Provided passage:
JEDDAH: The world awoke on Sunday to images and video footage many thought they would never see — newly empowered Saudi women taking the wheel and driving their cars.

As the de facto ban on women driving ended after more than 60 years, women across the Kingdom flooded social media with videos of their first car trips, while some police officers among the large number out on the streets distributed roses to the first-time drivers.

The celebrations even reached as far as France, where Aseel Al-Hamad, the first female member of the Saudi national motorsport federation, drove a Formula 1 racing car in a special parade before the French Grand Prix at Le Castellet.

“I hope doing so on the day when women can drive on the roads in the Kingdom of Saudi Arabia shows what you can do if you have the passion and the spirit to dream,” she said.

In a tribute to Saudi female drivers, the Lebanese soprano Hiba Tawaji released a special video of a song she performed live in Riyadh at a concert last December “Today women in Saudi Arabia can legally drive their cars,” she said. “Congratulations on this achievement, this one’s for you!”

Back home in Saudi Arabia, the atmosphere was euphoric. “It’s a beautiful day,” businesswoman Samah Algosaibi said as she cruised around the city of Alkhobar.

Some records:
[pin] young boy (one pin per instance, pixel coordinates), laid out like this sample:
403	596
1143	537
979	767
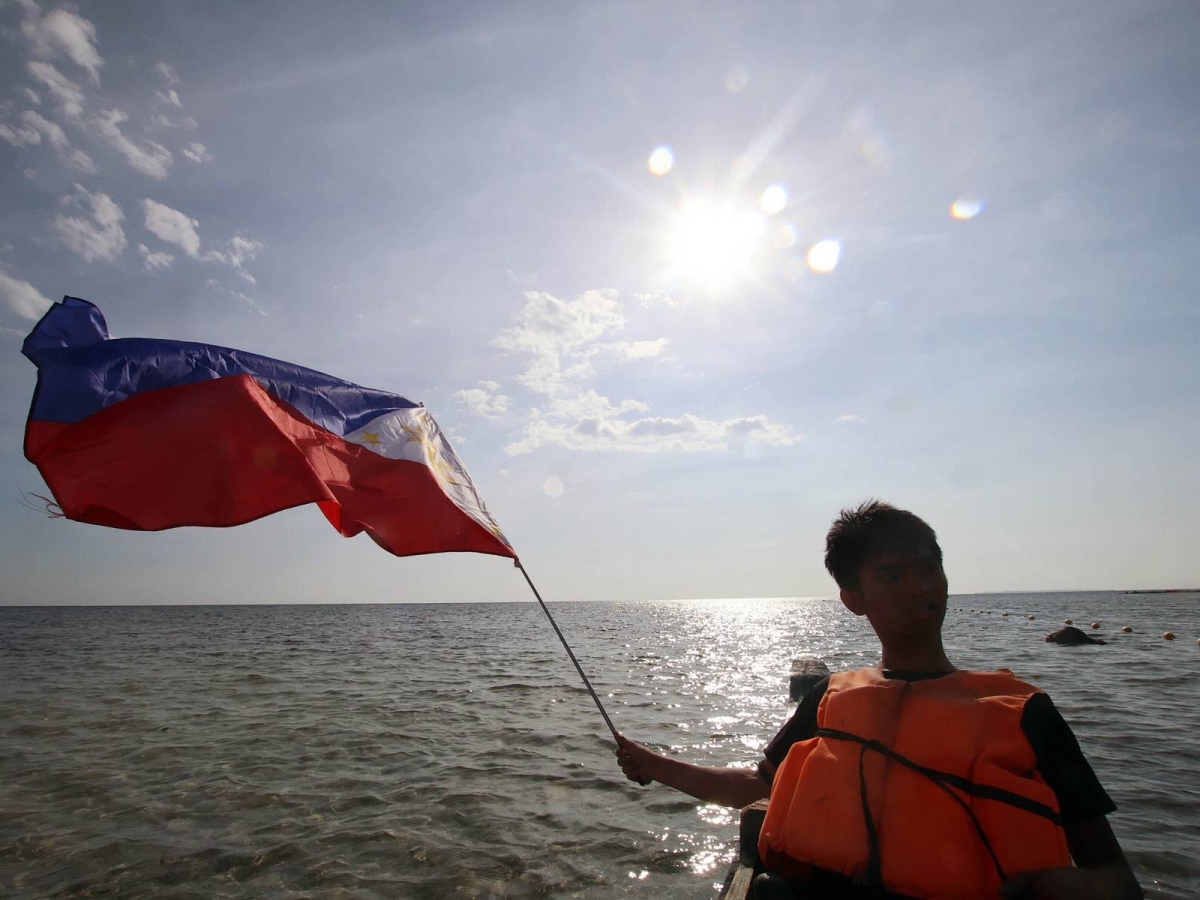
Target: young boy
916	779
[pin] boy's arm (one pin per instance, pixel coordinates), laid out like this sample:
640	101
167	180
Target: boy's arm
726	787
1102	874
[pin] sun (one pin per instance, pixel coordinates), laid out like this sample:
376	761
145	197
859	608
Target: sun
713	243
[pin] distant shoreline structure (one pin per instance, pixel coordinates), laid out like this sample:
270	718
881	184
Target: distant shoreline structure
1167	591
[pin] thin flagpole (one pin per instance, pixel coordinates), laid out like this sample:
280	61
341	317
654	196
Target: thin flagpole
577	666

Directions:
(1) Based on the article about Saudi women driving, does each statement below agree with it? Answer yes or no, quoting the words that decide it.
(a) Aseel Al-Hamad drove a Formula 1 car in a parade before the French Grand Prix.
(b) Hiba Tawaji performed her song live at a concert in Jeddah.
(c) Some police officers gave roses to women driving for the first time.
(2) Carry on the article about Saudi women being allowed to drive, picking up right after its final sentence.

The results:
(1)
(a) Yes: "drove a Formula 1 racing car in a special parade before the French Grand Prix at Le Castellet"
(b) No: "a song she performed live in Riyadh at a concert last December"
(c) Yes: "some police officers among the large number out on the streets distributed roses to the first-time drivers"

(2)
“Today we are here,” she said from the driver’s seat. “Yesterday we sat there,” she said, pointing to the back.

“I feel proud, I feel dignified and I feel liberated,” said Saudi Shoura Council member Lina Almaeena, one of the first women to drive in the Kingdom.

She told Arab News that the event was changing her life by “facilitating it, making it more comfortable, making it more pleasant, and making it more stress-free.”

Almaeena urged all drivers to follow the traffic and road safety rules. “What’s making me anxious is the misconduct of a lot of the drivers, the male drivers. Unfortunately they’re not as disciplined as they should be. Simple things such as changing lanes and using your signals — this is making me anxious.

“But I’m confident: I’ve driven all around the world when I travel, especially when I’m familiar with the area. It’s really mainly how to be a defensive driver because you have to be.”